#### [WHAT THIS TASK INVOLVES]
Go through the listing and pick out each line with the word "find" in it.

╭─ DATASET CONTENT

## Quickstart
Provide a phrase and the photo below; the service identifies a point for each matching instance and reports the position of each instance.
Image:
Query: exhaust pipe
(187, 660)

╰─
╭─ DATASET CONTENT

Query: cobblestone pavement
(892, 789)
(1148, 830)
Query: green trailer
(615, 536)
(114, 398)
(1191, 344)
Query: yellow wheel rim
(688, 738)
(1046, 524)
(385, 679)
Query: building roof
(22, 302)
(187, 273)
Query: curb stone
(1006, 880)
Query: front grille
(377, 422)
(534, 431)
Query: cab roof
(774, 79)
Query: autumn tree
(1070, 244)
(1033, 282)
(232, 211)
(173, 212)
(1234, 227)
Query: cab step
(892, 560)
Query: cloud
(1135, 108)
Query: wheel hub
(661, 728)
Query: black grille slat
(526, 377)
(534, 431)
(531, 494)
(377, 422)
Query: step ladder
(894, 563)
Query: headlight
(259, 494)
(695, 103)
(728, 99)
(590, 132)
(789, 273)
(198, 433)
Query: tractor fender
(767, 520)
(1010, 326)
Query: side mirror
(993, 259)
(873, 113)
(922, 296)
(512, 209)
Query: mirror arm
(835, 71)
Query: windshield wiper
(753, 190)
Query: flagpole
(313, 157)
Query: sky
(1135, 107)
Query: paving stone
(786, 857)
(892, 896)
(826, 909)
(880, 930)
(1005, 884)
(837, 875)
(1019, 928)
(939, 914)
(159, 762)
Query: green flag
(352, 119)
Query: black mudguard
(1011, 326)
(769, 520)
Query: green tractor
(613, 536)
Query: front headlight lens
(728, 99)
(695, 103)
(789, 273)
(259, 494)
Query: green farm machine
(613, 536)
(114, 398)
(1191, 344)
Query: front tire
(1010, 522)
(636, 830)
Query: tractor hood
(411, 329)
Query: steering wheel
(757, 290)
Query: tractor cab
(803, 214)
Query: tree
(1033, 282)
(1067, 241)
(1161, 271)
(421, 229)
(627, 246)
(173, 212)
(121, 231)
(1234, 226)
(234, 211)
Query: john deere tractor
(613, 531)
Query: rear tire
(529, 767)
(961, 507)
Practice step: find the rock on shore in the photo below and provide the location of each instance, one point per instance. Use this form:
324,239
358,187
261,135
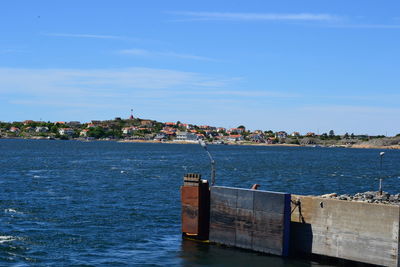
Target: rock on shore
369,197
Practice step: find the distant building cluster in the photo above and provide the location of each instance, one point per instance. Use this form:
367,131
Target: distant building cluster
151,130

╰─

#### [COMPLETED TASK]
Practice step: find the rock on shore in the photo below and provide the location of each instance, one point per instance. Use this form:
Practice step: find the distant building cluster in the photo above and provide the location of each instance, one point per instance. Use this form:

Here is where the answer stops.